__Work to complete__: The records must be returned word for word.

__Source information__:

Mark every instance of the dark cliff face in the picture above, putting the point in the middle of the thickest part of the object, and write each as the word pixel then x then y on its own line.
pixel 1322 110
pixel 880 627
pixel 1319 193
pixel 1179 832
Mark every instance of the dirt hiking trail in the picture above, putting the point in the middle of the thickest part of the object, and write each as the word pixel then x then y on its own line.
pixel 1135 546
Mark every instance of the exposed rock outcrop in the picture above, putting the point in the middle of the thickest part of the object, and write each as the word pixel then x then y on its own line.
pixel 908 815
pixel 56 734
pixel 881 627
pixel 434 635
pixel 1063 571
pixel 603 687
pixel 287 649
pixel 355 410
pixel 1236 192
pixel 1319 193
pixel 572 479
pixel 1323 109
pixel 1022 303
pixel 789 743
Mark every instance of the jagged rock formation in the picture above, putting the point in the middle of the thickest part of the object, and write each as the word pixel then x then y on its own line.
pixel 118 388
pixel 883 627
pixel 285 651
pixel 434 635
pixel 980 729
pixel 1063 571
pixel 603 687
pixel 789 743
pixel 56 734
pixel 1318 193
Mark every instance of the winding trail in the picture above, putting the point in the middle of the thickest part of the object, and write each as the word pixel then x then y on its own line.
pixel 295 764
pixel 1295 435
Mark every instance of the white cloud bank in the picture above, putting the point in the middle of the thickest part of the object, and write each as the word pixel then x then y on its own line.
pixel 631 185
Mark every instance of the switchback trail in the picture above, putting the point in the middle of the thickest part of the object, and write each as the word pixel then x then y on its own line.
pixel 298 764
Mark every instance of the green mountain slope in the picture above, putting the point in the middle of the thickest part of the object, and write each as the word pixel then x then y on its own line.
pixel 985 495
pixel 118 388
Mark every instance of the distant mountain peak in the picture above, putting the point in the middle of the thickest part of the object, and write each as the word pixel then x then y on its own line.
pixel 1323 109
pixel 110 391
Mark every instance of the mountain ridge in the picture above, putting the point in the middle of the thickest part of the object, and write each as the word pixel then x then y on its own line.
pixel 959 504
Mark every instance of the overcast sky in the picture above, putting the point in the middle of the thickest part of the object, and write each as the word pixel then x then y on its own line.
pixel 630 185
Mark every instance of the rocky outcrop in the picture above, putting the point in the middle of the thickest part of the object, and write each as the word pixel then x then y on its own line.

__Expected answer__:
Mark every instance of the dark cliff face in the picture above, putting the point in the middle of the thickest part of the object, and write each as the word pixel then x then y on its own line.
pixel 1322 110
pixel 880 627
pixel 1319 193
pixel 1179 832
Mark every instance of the dirt hiking trail in the picture above, putting the point in the middle of the thickest part of the object, and write each as the word pixel then x then y on its own line.
pixel 1135 546
Mark every instance of the exposed rock outcrop in the picture above, putting the point in the middle of the thickest part of the object, and write each as the word pixel then x then y on its own line.
pixel 908 815
pixel 56 734
pixel 881 627
pixel 434 635
pixel 1063 571
pixel 603 687
pixel 287 649
pixel 355 410
pixel 1236 192
pixel 1319 193
pixel 572 479
pixel 1323 109
pixel 1022 303
pixel 789 743
Mark every instance of the jagged rock formation in the picture above, putting the point in the middle of the thickest part of the object, and write each as the word pixel then x then y on its own line.
pixel 118 388
pixel 883 627
pixel 285 651
pixel 434 635
pixel 980 729
pixel 1063 571
pixel 603 687
pixel 789 743
pixel 56 734
pixel 1318 193
Mark every instance of the winding trail in the picture above, putting the point in the middle of the thickest part of the object, and write each as the word pixel then x then y on its own line.
pixel 295 764
pixel 1295 435
Mark every instance of the white cloud bank in the picture above, putting the point in the middle of the thickest part of the object, and write each as the word pixel then x then y on its own line.
pixel 631 185
Mark every instance of the switchback trail in the picture above, putting the point in the middle of the thickest part of the object, and write each as the word pixel then x then y on its own line.
pixel 298 764
Mark every instance of the green mountain slope in the picture above, putting the point in the middle of the thickest part of the object, and write each as the word pixel then x then y on its own line.
pixel 985 495
pixel 118 388
Mark every instance of the distant mountain peak in the picture above, putting the point in the middle of the thickest part of the object, and write each as the word pixel then x then y on its own line.
pixel 1323 109
pixel 110 391
Mark every instance of the mountain ridge in the picture above, putting the point in the middle of the thickest part of the object, and write each as the word pixel then x then y on its own line.
pixel 959 504
Mark every instance of the overcast sky in the picture above, putting the point in the middle of the thickest part of the object, and write each as the word pixel then x then y on its own line.
pixel 630 185
Mark every instance of the rocky outcrop in the picture above, putting the point in the middle of the thickest part of the object, and write each as the word pixel then x then y on its own line.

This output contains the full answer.